-- Tugas yang dikerjakan --
**A.** Tentukan apakah setiap pernyataan berikut sesuai dengan tulisan tentang Imperium Amerika. Jawab ya atau tidak, lalu kutip kata-kata penentunya dari tulisan itu.
(i) Chalmers Johnson memakai istilah imperium Amerika dalam sebuah buku.
(ii) Istilah imperium Amerika menjadi kurang populer sejak pemerintahan George W Bush menyerukan perang melawan teror.
(iii) Rezim Saddam digambarkan sangat religius.
**B.** Tuliskan lanjutan tulisan tentang Imperium Amerika, dimulai sesudah kalimat terakhirnya.

Thursday, August 28, 2008

Imperium Amerika


IMPERIUM Amerika adalah istilah yang sering digunakan untuk menjelaskan salah satu ciri penting konstelasi ekonomi politik internasional dewasa ini. Beberapa tahun lalu, ahli ekonomi politik terkenal Chalmers Johnson menggunakan istilah ini dalam sebuah buku yang mengkhawatirkan dampak upaya Amerika Serikat mempertahankan "imperium" nya yang luas lewat kekuatan militer maupun melalui kekuatan modal dan pasarnya yang dahsyat. Tujuannya: memaksakan model pengintegrasian ekonomi dunia menurut kehendaknya sendiri.
Istilah ini jadi lebih populer sejak pemerintahan George W Bush mengumandangkan perang melawan "teror". Para pengkritiknya, di dalam dan luar negeri, menanyakan logika penggunaan teror dan kekerasan oleh AS sendiri konon juga untuk membasmi teror. Beberapa cendekiawan Amerika mempertanyakan alasan mengaitkan pemerintahan Saddam Hussein dengan jaringan Al Qaidah. Rezim Saddam memang bengis, tapi amat sekuler banyak ulama dan tokoh Islam sudah menjadi korbannya.

-- Cuplikan catatan --
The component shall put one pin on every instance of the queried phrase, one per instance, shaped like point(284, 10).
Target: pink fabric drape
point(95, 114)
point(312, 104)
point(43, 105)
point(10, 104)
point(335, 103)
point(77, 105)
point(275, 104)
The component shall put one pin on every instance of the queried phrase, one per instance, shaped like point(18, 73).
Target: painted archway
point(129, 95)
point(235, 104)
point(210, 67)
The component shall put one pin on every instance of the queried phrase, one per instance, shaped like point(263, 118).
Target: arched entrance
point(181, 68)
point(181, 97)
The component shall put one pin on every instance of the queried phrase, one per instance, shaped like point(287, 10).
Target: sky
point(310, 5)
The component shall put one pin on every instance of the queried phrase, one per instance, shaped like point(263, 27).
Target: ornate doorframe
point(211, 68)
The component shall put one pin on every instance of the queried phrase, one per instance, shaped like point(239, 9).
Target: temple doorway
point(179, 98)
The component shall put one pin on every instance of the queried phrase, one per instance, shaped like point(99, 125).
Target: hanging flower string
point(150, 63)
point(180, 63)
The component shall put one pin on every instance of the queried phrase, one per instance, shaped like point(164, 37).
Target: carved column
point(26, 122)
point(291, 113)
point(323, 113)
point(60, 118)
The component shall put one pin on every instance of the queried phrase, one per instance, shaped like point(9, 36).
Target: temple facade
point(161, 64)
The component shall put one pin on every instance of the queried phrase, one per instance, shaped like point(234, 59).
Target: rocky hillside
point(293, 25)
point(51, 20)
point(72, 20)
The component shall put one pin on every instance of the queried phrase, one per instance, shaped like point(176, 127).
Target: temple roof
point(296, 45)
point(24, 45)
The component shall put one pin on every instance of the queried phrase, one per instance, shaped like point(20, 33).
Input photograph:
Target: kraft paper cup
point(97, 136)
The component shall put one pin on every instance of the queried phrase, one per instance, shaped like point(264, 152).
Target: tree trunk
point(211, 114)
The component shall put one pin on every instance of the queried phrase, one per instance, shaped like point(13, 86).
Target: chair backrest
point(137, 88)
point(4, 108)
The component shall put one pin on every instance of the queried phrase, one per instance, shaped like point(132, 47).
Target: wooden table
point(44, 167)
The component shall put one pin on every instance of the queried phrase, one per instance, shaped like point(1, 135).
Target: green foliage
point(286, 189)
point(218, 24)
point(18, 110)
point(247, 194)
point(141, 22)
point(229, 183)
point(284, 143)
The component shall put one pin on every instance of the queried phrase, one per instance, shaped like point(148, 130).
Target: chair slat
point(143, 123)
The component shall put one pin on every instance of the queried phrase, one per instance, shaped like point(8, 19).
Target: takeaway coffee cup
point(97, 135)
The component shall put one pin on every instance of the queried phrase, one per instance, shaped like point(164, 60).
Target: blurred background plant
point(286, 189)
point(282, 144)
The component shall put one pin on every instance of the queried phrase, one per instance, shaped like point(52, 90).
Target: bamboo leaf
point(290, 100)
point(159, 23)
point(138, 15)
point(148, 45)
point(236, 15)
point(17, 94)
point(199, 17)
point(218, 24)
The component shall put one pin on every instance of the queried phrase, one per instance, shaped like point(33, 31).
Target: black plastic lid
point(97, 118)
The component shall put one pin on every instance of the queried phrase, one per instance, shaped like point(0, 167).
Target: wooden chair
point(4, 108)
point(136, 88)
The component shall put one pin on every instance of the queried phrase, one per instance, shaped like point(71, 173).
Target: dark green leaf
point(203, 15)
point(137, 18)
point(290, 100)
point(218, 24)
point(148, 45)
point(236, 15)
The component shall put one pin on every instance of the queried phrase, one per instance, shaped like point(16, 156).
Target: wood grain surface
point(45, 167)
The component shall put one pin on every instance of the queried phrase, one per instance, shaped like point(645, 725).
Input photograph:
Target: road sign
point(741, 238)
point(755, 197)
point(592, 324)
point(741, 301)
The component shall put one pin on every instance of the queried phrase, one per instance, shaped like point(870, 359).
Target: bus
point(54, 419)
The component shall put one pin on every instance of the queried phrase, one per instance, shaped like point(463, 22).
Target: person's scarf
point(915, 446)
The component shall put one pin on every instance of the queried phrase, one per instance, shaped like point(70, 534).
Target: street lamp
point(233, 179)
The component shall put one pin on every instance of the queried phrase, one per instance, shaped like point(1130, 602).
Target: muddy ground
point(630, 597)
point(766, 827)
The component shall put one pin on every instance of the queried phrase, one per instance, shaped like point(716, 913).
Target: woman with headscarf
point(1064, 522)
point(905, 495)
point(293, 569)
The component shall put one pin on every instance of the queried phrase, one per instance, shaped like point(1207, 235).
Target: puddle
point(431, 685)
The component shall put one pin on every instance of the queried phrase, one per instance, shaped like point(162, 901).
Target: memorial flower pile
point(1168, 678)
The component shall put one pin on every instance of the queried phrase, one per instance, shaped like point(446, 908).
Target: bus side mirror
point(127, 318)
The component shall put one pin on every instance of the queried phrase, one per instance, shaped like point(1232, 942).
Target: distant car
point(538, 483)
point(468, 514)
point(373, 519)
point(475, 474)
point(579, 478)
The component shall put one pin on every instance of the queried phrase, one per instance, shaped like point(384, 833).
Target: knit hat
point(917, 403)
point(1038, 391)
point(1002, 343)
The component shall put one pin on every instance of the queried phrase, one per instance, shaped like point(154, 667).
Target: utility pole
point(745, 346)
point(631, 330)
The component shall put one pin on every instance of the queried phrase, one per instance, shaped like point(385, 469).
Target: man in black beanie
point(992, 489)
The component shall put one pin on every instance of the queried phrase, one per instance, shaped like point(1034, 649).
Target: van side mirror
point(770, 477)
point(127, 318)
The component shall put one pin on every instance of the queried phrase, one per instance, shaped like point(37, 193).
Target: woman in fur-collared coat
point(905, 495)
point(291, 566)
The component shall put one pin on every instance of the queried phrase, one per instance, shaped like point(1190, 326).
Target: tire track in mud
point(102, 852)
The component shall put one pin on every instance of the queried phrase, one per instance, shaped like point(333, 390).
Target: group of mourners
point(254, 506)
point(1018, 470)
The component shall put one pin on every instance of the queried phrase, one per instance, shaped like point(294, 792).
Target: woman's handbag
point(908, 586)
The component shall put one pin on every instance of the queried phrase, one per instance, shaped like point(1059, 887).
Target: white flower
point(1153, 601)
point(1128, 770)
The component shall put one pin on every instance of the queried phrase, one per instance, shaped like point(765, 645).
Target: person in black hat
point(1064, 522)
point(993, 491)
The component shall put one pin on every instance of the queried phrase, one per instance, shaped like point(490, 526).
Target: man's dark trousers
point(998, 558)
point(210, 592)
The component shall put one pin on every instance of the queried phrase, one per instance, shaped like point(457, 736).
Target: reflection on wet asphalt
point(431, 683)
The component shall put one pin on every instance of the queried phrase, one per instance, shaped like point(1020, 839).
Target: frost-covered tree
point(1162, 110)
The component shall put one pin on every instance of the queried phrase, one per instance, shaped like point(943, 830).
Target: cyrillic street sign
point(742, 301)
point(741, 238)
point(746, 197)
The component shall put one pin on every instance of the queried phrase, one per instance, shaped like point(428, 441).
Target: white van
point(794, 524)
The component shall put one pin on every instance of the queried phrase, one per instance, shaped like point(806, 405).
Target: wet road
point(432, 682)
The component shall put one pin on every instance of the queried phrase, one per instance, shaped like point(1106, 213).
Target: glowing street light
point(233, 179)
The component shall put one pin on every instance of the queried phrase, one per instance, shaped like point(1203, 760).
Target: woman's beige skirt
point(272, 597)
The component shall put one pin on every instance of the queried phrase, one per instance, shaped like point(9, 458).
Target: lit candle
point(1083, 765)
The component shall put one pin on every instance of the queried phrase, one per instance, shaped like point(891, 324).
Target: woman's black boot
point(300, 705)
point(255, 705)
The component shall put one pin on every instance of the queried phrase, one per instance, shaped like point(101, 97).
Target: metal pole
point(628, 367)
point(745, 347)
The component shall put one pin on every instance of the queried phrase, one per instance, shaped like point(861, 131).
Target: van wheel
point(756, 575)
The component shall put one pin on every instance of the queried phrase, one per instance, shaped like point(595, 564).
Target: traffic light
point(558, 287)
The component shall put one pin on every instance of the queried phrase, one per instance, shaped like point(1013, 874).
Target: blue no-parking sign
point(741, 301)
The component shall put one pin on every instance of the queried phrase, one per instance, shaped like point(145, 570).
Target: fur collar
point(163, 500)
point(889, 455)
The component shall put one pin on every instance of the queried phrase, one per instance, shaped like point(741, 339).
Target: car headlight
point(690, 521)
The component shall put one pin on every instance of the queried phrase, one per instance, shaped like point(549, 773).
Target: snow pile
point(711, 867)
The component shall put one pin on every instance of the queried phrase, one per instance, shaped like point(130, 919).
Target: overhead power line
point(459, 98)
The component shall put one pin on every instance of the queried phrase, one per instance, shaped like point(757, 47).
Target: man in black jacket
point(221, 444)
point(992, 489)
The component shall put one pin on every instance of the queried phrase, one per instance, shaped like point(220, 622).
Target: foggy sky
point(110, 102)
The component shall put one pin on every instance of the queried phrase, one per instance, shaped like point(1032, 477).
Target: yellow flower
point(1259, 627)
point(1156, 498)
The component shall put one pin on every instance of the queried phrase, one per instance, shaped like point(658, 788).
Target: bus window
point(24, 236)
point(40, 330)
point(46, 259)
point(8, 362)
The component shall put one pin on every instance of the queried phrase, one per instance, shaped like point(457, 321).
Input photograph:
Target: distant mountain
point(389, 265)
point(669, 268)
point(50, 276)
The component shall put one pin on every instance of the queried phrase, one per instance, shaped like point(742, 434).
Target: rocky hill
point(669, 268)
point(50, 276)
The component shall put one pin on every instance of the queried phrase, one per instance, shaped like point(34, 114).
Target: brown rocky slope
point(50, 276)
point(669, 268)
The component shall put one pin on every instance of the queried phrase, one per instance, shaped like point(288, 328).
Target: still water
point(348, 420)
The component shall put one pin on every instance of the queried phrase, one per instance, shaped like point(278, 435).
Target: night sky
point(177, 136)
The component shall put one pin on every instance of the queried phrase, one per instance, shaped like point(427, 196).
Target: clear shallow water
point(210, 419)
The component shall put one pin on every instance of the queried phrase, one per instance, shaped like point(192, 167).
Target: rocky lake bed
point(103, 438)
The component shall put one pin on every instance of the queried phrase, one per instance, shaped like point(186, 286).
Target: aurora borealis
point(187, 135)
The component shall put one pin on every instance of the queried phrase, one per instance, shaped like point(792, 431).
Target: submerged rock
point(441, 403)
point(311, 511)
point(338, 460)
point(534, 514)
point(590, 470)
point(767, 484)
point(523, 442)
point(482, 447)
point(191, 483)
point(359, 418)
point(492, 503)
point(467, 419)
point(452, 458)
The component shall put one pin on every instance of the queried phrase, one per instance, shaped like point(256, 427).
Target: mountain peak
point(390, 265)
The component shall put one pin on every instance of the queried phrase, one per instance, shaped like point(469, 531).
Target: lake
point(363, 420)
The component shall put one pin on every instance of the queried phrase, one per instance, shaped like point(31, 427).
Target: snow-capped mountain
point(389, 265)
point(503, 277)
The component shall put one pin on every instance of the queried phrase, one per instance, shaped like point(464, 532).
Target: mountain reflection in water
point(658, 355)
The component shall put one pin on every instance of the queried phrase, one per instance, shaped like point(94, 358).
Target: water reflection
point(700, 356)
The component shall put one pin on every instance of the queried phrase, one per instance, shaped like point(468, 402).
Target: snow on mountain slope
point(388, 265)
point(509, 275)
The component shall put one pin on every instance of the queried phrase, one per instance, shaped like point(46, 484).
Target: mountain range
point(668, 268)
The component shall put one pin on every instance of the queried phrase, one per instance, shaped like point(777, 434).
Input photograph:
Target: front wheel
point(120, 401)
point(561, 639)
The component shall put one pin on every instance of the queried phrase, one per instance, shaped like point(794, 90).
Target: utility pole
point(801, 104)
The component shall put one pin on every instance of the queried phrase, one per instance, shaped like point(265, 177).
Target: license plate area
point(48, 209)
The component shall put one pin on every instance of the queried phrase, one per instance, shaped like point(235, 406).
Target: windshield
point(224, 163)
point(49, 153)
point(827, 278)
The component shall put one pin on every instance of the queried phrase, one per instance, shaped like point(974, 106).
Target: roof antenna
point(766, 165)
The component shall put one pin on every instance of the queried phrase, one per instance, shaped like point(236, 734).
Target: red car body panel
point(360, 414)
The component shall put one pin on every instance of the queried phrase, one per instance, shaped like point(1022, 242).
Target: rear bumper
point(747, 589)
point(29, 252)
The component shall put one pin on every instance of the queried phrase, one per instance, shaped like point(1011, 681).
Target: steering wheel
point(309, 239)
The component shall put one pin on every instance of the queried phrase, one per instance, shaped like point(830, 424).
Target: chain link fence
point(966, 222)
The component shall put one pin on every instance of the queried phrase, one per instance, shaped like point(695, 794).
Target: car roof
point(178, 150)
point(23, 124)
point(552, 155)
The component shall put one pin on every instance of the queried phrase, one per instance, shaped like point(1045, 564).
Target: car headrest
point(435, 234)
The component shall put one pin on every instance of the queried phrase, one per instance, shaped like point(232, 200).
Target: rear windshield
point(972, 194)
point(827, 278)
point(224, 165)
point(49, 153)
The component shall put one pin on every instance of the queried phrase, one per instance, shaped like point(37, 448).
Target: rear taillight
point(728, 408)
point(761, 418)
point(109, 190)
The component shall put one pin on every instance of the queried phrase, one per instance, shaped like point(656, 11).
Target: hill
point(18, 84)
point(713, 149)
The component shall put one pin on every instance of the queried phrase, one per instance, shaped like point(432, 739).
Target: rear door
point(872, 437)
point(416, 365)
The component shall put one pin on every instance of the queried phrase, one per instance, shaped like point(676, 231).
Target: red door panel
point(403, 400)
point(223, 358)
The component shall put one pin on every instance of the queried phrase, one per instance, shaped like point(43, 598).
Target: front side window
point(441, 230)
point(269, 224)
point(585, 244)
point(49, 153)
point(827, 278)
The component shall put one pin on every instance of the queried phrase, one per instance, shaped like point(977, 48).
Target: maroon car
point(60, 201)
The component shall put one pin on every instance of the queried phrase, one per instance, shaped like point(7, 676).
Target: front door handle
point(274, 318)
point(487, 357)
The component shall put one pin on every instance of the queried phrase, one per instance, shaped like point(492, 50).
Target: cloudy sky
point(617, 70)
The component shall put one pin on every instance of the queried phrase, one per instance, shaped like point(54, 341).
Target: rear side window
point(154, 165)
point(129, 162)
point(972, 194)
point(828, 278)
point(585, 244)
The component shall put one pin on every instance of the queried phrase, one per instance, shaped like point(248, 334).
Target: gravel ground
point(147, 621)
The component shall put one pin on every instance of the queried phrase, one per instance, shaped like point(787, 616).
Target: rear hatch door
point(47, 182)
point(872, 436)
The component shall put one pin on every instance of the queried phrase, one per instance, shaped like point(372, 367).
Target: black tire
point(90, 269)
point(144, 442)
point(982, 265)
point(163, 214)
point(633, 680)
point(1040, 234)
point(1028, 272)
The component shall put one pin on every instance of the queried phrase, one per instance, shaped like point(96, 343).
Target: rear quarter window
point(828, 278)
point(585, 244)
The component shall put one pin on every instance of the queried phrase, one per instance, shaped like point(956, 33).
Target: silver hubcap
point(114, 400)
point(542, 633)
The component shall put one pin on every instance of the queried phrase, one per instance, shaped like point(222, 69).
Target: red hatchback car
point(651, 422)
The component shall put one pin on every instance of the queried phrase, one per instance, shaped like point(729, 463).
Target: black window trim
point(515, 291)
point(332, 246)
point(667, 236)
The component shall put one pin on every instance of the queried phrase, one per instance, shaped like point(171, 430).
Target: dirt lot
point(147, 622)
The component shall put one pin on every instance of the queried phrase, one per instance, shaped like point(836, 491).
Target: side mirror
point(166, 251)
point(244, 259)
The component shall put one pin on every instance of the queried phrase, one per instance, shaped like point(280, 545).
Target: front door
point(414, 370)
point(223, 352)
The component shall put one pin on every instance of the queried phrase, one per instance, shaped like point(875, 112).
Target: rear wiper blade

-- Hasil berurutan --
**A.**
(i) Ya: "Chalmers Johnson menggunakan istilah ini dalam sebuah buku"
(ii) Tidak: "Istilah ini jadi lebih populer sejak pemerintahan George W Bush"
(iii) Tidak: "Rezim Saddam memang bengis, tapi amat sekuler"

**B.**
Sebagian cendekiawan menuduh aparat keamanan AS menggunakan penyiksaan dalam menginterogasi orang-orang yang diduga berkait dengan aktivitas terorisme sehingga melanggar prinsip hak asasi manusia yang konon dijunjung tinggi dalam nilai nilai Amerika. Sebagian lagi menggugat retorika Bush, Cheney, Rumsfeld, dkk., yang menyatakan Saddam harus didongkel demi membuat Irak negeri yang demokratis sambil menanyakan mengapa AS mendukung rezim rezim pro Amerika di Timur Tengah dan kawasan lain yang sama otoriternya. Ada pula yang menuduh kebijakan keimigrasian Amerika yang baru (bersifat diskriminatoris terhadap orang yang berasal dari Timur Tengah dan negeri lain seperti Indonesia) sebagai pengejewantahan dari sikap rasisme yang bodoh dan melanggar nilai nilai Amerika.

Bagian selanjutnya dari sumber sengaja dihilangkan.